Selected text ▸
We’re in the depths of comfort-food time. I feel like I’ve been eating more comfort food than I have for a long time–you’ll see some more examples from my table soon enough. For everyone involved, I hope that they’ll be ready way before swimsuit season comes around.
One thing I’ve learned from all this comfort food I’m eating, though, is that it the recipes for it make a lot of servings. Maybe part of the comfort you get from them is peace of mind from not cooking for a few days? I don’t really consider not cooking comforting, and I think we’re in the same camp since you’re reading a food blog, but it can be really nice to come home and eat leftovers for a few nights.
Since this recipe appears enormously long on my screen (like the number of servings it provides), I’m going to be brief today: Chicken tikka masala might not be what you automatically think of when you think of comfort food, but it definitely qualifies. Warm, satisfying and deliciously spiced with the creamy tomato sauce, chicken tikka masala can comfort me all through winter if it’d like to. Although there are several steps and it dirties more dishes my ideal recipe, it is the meal to pull out when you need a little more pep in your step, and it’s actually quite simple. Eating it makes me happy, and I hope it does the same for you.
Chicken tikka masala with basmati rice pilaf
from America’s Test Kitchen’s All-Time Best Chicken Recipes
makes 8 generous servings of chicken tikka masala and 5 of the rice
Notes: I live off of leftovers, so when I need more rice, I just make another batch. You could easily double it, just be sure to use a large pot.

(Rows from a pointing dataset)

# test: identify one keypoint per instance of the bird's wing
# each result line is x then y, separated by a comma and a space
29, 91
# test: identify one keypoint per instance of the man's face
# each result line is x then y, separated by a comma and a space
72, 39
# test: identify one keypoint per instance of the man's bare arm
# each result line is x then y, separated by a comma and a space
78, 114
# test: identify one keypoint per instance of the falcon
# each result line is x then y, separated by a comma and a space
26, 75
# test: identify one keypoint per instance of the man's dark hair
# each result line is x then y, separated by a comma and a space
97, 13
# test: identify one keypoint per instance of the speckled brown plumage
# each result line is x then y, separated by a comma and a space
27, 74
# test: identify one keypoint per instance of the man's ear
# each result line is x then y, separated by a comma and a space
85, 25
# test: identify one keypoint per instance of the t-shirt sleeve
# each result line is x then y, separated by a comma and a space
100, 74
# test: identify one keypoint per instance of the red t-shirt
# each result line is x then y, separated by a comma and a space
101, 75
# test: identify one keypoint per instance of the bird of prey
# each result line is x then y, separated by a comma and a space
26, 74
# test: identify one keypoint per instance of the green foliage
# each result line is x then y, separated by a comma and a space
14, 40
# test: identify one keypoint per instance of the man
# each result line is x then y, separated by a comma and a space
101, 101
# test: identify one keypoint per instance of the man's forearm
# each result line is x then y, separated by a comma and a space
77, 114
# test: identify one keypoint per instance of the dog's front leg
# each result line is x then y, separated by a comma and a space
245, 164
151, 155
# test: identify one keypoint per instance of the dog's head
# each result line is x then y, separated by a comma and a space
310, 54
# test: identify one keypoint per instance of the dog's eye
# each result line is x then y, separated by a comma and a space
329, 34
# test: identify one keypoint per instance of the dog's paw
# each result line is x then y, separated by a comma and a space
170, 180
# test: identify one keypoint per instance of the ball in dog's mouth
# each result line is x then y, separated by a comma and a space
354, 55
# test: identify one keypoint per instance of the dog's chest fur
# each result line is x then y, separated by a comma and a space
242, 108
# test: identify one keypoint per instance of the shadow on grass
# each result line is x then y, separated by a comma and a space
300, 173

What you need to do ▸
A. In the chicken tikka masala post, list the words and phrases that describe the dish right before "with the creamy tomato sauce".
B. Transcribe the part of the chicken tikka masala post that opens with the words containing "We’re in the depths" and closes with "a few nights.".

In response ▸
A. Warm, satisfying, deliciously spiced

B.
We’re in the depths of comfort-food time. I feel like I’ve been eating more comfort food than I have for a long time–you’ll see some more examples from my table soon enough. For everyone involved, I hope that they’ll be ready way before swimsuit season comes around.
One thing I’ve learned from all this comfort food I’m eating, though, is that it the recipes for it make a lot of servings. Maybe part of the comfort you get from them is peace of mind from not cooking for a few days? I don’t really consider not cooking comforting, and I think we’re in the same camp since you’re reading a food blog, but it can be really nice to come home and eat leftovers for a few nights.